Aim of the task: Repeat all of the data below word for word, keeping every line as it is.

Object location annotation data
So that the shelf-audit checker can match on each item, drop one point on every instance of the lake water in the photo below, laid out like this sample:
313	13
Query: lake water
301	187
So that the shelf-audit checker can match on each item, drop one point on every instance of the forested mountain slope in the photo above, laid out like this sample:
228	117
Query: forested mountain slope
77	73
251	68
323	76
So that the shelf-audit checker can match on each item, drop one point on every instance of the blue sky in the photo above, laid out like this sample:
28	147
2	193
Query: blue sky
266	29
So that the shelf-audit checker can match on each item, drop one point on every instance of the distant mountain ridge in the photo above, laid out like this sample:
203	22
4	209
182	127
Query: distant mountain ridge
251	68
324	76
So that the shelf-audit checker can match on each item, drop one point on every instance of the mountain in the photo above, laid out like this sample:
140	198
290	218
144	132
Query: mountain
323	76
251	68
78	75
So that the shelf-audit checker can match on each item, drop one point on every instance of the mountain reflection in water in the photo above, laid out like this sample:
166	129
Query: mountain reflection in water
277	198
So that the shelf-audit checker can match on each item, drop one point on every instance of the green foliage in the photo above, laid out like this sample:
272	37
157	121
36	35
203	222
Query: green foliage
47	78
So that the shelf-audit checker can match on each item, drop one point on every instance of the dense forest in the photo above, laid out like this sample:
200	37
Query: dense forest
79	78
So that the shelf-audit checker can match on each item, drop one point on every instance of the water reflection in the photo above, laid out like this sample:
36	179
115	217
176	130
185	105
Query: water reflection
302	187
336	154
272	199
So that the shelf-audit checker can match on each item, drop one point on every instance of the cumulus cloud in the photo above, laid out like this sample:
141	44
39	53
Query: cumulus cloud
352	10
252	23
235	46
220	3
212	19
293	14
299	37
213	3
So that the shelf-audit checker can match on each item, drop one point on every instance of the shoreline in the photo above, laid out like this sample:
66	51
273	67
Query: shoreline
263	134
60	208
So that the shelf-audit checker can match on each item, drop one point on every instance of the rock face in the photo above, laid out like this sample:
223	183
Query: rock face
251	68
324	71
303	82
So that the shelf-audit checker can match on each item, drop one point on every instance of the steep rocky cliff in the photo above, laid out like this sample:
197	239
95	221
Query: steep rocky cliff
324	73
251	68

Correct output:
So that the shelf-audit checker can match on each item, drop one point on every instance of the lake water in the photo below, laid out like this sample:
313	13
Query: lake water
301	187
So that the shelf-audit checker can match on each item, drop one point on every instance of the forested mountain slope in the photo above, laid out like this sample:
228	117
Query: forested mountain slope
77	73
251	68
323	76
So that the shelf-audit checker can match on each item, drop one point on every instance of the blue sky in the photo above, laid out like this sample:
28	147
2	193
Query: blue sky
266	29
So that the shelf-audit checker can match on each item, drop one point on every instance of the distant mountain ridge in the photo above, laid out like this sample:
203	22
4	209
182	127
Query: distant mountain ridge
251	68
324	76
So that the shelf-audit checker can match on each item, drop one point on every instance of the mountain in the photo above, laid out like this sample:
140	198
290	218
144	132
Query: mountain
323	76
251	68
78	75
So that the shelf-audit checker can match on each item, drop one point on every instance of the mountain reflection in water in the photo above, laid out like this sample:
166	129
Query: mountain reflection in water
277	198
So that the shelf-audit checker can match on each item, drop one point on every instance of the green foliage in the photo above, laid out like this sample:
272	37
157	121
36	35
203	222
Query: green foliage
47	78
So that the shelf-audit checker can match on each item, drop one point on every instance of the dense forest in the photo above, laid out like this sample:
200	37
Query: dense forest
79	78
So that the shelf-audit checker can match on each item, drop one point on every instance of the water reflection in the photo above, laid out like this sample:
36	179
115	217
176	130
185	105
Query: water reflection
302	187
336	154
272	199
So that the shelf-audit checker can match on each item, drop one point on every instance of the cumulus cloud in the photo above, laid out like this sample:
141	44
39	53
Query: cumulus cloud
352	10
252	23
235	46
220	3
212	19
293	14
299	37
213	3
So that the shelf-audit checker can match on each item, drop one point on every instance of the shoreline in the photo above, laid out like this sample:
66	51
273	67
Query: shoreline
263	134
60	208
So that the shelf-audit checker can match on each item, drop one point on every instance of the rock face in the photo above, laid out like this sample:
223	183
Query: rock face
251	68
324	71
303	82
So that the shelf-audit checker can match on each item, drop one point on every instance of the steep rocky cliff in the photo above, laid out like this sample:
197	239
95	221
Query: steep rocky cliff
324	73
251	68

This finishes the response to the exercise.